Material provided:

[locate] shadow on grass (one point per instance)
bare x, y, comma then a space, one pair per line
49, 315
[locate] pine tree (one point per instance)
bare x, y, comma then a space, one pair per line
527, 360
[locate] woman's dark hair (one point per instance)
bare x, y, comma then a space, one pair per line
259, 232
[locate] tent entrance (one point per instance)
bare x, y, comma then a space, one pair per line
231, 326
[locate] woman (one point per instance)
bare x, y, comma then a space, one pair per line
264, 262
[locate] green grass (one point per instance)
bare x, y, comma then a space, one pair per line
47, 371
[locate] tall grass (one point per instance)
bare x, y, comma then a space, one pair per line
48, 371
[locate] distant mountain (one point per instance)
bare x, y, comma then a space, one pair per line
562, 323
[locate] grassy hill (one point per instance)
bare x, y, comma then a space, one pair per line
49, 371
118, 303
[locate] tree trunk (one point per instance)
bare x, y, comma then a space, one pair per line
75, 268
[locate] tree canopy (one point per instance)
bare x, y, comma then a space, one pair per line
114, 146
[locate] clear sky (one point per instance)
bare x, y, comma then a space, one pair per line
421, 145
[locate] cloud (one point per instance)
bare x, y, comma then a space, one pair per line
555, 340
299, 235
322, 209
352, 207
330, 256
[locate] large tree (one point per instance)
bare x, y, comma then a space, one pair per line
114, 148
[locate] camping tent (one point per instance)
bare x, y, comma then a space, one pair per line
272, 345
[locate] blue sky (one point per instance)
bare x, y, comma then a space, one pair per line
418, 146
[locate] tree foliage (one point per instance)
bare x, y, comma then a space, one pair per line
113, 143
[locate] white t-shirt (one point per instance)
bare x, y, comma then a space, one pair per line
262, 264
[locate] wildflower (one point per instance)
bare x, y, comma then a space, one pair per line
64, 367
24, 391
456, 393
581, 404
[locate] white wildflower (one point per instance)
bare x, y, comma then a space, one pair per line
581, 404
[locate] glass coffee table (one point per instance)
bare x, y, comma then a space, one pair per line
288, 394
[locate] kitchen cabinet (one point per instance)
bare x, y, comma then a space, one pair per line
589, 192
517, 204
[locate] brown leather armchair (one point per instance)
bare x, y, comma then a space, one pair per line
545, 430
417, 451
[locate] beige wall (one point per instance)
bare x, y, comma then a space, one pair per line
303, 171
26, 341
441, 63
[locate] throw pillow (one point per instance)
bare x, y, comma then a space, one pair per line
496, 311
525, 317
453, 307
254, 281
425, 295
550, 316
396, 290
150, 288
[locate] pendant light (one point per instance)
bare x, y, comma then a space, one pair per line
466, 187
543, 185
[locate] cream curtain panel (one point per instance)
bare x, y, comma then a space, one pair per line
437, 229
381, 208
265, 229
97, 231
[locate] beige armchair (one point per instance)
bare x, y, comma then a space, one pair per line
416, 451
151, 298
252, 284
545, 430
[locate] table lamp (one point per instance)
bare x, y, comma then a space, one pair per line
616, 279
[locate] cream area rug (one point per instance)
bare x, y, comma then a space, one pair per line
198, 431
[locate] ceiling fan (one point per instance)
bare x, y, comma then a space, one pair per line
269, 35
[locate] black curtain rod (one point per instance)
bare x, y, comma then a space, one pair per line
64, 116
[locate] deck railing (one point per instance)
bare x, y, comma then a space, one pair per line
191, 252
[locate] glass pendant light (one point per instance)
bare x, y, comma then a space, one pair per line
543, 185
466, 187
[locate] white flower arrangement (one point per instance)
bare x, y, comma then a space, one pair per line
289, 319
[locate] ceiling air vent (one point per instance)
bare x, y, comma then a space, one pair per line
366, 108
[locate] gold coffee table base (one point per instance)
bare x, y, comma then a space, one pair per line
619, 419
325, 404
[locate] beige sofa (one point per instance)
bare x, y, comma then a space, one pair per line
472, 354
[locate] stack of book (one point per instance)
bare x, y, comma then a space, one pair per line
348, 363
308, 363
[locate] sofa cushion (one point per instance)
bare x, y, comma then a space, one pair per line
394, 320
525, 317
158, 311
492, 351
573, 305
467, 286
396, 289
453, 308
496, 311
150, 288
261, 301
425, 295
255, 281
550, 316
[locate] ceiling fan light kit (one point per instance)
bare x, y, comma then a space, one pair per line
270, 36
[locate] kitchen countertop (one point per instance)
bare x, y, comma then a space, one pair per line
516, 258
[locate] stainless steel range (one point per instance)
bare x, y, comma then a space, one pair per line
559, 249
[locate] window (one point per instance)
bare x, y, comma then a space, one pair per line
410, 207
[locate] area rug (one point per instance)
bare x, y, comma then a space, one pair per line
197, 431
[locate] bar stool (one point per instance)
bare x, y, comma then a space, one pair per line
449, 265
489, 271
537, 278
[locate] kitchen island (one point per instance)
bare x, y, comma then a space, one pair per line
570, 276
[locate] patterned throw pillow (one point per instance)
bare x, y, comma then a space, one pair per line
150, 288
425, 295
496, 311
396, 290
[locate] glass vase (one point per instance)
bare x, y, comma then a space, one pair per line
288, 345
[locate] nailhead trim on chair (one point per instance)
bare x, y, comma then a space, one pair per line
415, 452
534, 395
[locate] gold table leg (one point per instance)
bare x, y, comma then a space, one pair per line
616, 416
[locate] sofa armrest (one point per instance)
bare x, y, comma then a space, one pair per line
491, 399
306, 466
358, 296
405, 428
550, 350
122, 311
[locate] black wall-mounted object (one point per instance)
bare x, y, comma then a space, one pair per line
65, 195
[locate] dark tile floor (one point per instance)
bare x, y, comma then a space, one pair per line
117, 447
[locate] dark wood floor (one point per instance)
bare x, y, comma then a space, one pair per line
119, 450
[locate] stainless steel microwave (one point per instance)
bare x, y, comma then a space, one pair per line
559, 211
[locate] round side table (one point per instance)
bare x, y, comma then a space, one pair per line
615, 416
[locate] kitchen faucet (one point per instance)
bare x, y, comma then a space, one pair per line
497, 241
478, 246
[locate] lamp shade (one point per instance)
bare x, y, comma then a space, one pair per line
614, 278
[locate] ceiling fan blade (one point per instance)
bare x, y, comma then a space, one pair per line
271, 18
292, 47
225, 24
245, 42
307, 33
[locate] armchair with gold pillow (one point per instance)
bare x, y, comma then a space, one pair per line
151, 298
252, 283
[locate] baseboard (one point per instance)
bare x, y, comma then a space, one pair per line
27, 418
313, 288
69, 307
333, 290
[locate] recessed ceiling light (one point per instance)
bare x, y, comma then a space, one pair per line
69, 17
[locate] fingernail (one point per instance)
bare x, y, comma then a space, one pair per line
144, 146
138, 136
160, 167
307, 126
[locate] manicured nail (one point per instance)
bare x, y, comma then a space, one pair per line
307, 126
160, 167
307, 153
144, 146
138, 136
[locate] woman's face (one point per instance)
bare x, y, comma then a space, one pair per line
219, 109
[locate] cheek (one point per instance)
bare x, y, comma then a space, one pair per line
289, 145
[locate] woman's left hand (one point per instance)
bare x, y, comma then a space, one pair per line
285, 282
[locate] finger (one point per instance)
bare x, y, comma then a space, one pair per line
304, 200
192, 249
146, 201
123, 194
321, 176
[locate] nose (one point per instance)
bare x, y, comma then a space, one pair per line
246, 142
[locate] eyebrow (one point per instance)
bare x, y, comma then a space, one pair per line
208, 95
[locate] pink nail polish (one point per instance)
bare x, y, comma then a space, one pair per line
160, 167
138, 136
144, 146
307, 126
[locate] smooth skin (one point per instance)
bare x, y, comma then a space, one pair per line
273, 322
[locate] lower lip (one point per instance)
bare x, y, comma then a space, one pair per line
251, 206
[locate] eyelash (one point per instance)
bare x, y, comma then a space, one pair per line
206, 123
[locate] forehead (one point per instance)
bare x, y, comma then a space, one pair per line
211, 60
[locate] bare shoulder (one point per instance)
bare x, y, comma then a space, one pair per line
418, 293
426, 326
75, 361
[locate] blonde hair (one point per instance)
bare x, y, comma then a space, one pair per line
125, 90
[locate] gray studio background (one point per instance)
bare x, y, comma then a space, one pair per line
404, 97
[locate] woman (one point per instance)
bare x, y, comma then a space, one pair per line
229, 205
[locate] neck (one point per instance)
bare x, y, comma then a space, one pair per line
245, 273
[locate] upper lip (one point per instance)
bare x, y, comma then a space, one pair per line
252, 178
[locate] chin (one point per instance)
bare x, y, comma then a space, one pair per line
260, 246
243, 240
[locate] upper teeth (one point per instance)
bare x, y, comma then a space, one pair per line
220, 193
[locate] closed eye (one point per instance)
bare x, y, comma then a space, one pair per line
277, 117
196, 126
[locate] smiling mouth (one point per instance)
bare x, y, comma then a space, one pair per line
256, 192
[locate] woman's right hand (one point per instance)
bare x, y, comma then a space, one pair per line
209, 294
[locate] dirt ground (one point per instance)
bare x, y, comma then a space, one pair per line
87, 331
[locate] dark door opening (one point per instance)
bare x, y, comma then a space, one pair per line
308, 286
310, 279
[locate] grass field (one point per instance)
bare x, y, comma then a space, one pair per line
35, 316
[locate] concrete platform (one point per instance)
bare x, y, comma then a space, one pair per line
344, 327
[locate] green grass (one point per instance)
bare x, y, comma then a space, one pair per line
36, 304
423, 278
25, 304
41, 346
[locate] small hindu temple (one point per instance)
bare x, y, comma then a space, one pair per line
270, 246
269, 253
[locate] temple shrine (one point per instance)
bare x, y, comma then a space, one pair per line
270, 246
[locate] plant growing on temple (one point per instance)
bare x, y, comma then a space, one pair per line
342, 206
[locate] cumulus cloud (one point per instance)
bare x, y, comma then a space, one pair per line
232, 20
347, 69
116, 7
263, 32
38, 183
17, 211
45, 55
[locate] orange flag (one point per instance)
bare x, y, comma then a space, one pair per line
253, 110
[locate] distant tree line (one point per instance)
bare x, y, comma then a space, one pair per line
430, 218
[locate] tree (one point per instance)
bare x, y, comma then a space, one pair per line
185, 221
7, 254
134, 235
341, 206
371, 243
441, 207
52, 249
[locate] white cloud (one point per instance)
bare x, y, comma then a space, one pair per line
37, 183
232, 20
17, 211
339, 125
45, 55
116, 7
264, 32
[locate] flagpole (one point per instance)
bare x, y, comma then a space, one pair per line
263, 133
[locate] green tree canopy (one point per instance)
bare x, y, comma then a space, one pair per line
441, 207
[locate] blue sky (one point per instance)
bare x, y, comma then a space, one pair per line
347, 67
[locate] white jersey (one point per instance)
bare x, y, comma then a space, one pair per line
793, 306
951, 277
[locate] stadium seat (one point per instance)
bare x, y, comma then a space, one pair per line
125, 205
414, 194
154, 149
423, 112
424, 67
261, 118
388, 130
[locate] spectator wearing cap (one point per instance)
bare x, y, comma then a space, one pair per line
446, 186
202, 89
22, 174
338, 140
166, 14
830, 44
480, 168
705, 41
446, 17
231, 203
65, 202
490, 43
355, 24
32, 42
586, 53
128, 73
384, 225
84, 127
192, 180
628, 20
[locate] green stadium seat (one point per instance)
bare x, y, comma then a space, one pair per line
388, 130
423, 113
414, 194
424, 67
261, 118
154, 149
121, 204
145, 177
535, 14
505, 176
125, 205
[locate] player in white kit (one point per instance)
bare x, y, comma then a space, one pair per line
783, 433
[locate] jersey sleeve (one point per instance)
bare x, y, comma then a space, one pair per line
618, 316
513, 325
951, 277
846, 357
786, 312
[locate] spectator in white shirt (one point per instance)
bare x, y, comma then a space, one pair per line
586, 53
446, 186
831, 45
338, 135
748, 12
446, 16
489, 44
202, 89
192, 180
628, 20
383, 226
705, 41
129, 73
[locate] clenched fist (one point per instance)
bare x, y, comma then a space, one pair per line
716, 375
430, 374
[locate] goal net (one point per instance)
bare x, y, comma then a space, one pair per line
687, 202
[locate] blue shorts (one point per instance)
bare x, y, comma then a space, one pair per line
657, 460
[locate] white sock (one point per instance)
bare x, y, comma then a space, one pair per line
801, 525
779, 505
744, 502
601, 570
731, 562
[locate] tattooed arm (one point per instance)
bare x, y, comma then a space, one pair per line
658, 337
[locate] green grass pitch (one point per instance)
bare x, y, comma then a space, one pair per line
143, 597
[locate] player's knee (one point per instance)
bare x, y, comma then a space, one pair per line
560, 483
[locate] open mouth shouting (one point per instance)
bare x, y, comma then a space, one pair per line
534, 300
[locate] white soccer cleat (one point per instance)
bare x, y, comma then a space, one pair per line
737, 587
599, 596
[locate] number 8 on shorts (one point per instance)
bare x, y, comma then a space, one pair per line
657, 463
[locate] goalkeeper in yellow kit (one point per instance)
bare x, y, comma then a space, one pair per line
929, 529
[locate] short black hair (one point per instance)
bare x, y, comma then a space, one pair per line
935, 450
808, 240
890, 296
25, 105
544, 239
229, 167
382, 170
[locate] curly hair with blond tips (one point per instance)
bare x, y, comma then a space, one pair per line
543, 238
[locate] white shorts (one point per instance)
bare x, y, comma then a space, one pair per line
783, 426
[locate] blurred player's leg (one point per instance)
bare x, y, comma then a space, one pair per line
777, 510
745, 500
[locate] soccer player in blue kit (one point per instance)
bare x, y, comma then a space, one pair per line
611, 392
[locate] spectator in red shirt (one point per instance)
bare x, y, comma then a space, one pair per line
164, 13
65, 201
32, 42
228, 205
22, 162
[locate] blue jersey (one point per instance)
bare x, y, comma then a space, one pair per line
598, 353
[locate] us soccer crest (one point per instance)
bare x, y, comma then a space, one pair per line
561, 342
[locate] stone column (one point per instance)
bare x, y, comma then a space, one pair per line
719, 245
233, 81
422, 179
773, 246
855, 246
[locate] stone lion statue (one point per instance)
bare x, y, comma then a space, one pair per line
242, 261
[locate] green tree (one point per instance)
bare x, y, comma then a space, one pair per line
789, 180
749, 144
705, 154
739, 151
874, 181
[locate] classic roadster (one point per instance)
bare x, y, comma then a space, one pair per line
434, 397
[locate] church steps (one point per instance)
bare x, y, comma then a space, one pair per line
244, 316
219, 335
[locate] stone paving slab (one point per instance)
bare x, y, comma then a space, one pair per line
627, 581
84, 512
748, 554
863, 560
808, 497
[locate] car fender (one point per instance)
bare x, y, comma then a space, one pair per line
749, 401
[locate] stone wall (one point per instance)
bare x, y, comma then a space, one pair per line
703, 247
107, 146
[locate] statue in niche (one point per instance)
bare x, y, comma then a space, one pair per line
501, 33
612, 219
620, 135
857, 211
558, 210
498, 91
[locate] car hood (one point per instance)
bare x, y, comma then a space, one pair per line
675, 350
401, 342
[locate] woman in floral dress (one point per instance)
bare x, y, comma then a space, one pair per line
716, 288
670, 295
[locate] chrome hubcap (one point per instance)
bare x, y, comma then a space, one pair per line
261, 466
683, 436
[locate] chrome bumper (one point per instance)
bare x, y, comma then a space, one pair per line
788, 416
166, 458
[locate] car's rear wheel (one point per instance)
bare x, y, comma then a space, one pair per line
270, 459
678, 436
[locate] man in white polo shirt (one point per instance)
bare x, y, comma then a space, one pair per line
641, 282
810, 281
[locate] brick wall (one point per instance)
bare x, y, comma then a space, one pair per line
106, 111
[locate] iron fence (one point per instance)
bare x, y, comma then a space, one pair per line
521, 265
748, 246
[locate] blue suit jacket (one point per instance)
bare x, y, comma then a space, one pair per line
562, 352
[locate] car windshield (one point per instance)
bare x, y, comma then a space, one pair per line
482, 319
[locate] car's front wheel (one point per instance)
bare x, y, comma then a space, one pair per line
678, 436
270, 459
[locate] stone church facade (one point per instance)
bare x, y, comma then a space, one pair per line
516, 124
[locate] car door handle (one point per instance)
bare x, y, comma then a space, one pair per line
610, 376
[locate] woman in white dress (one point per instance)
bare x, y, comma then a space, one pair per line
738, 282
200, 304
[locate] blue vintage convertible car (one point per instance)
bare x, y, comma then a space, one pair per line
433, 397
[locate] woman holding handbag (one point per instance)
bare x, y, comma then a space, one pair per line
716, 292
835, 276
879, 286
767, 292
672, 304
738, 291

Aim of the exercise:
Among the entries above, find every line holding "mouth" and copy it.

Output below:
[locate] smiling mouth (one point per instance)
[locate] open mouth shouting (one point per instance)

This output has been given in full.